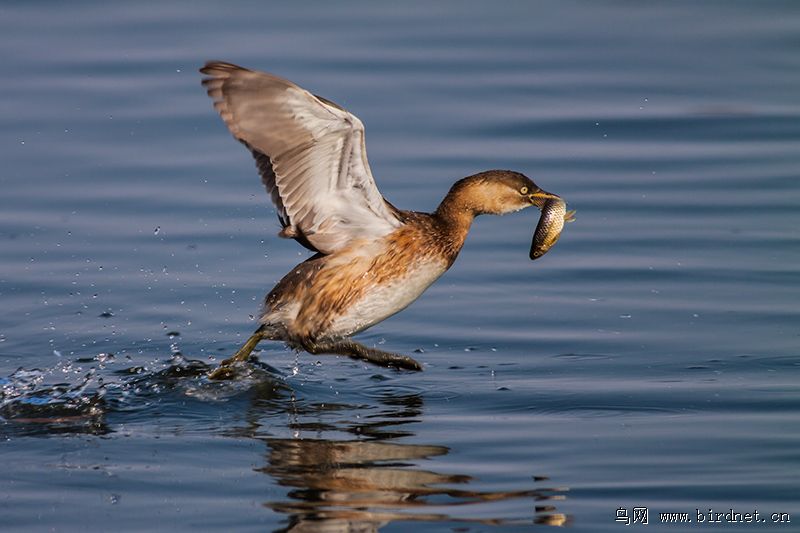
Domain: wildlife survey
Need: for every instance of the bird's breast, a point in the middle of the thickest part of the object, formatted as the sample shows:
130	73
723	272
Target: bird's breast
386	297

###

*YOUR TASK*
Retype the entire listing above word for word, without the picture.

*OUTPUT BELOW*
Domain: wildlife survey
Need: for every instance of the bird's breast, a point in the middle of the thickest part of the object, formatted as the sample shows:
130	73
723	272
Target: bird's breast
386	297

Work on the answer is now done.